Text passage:
Fomka the Fool (Fomka-durachok: Фомка-дурачок) is a one-act opera by Anton Rubinstein to a libretto by M. L. Mikhaylov. It was given its only performance in 1853.

==Background==
Fomka was the second of Rubinstein's operas to be performed. It was commissioned, together with two other one-act operas, The Siberian Hunters and Vengeance, by the Grand Duchess Yelena Pavlovna. The first performance was on at the Alexandrinsky Theatre in St. Petersburg. The title role was sung by Lev Leonov, the son of the pianist John Field.

Dataset records:
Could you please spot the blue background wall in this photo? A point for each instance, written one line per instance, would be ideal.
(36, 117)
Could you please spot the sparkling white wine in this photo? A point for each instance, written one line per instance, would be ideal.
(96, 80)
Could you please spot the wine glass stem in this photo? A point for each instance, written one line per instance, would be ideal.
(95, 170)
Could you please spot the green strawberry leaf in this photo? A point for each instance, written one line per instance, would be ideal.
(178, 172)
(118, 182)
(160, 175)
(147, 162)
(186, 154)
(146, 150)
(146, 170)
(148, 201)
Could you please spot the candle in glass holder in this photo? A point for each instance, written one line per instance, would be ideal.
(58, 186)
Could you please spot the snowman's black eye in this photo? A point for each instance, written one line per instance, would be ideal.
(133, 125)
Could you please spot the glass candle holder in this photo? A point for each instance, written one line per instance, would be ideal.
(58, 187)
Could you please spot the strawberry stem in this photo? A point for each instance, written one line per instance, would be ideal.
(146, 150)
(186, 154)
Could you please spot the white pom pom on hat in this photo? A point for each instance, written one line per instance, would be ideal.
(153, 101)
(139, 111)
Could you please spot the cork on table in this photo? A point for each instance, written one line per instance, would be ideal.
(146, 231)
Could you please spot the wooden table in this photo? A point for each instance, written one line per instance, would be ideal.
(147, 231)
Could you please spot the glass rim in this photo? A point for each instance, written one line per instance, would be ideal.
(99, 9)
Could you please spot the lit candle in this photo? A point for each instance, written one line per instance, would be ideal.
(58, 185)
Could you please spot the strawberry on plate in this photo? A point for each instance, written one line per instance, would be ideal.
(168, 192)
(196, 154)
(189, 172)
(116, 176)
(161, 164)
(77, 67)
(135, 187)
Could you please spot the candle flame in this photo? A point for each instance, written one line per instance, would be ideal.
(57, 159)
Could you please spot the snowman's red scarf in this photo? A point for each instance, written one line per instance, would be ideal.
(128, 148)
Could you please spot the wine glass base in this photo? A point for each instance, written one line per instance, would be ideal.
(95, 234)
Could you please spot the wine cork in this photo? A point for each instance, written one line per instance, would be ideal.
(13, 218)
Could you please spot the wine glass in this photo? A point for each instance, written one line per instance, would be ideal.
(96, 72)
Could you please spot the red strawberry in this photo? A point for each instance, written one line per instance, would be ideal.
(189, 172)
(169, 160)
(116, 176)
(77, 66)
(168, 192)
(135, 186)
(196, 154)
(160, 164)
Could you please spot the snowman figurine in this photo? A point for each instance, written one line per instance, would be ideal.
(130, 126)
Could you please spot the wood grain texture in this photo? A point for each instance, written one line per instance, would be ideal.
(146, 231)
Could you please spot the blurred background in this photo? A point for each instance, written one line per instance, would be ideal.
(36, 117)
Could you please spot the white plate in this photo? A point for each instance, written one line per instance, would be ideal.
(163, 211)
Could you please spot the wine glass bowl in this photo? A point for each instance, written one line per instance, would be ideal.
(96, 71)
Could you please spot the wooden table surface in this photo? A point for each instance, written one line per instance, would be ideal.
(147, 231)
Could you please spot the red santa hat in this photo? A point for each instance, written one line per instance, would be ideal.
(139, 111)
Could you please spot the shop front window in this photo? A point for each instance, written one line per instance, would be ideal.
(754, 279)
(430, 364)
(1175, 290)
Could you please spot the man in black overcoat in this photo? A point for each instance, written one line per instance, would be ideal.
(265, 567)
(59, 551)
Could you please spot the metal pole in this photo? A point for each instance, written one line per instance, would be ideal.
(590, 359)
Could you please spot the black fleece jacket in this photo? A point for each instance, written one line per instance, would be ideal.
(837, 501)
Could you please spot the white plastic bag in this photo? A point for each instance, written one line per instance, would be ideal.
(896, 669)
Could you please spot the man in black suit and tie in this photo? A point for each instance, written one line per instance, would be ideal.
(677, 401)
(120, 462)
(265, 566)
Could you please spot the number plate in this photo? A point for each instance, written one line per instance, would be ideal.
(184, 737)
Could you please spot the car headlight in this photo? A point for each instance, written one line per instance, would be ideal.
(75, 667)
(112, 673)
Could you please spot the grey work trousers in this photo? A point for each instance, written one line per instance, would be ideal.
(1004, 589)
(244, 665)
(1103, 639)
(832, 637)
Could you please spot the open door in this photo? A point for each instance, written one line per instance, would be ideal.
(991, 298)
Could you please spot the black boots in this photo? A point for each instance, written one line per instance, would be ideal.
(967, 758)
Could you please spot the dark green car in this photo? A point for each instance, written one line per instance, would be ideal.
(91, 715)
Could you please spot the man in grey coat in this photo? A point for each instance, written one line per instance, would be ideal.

Work order: Please pick up the passage on the opera Fomka the Fool and continue it from where it stops.

Result below:
The performance appears to have been a disaster. The composer wrote 'It was performed in such a way that I gathered everything up and do not intend to give any more of my works on the Russian stage [...] [The performers] missed out whole bars, came in early, forgot their parts [..]' Rubinstein went to the theatre office the next day and insisted that his score be returned to him. The failure was an incentive for Rubinstein to quit Russia to seek a career in Western Europe. Although Rubinstein offered the opera to Franz Liszt to be performed in Weimar in 1854,
the score now appears to be lost.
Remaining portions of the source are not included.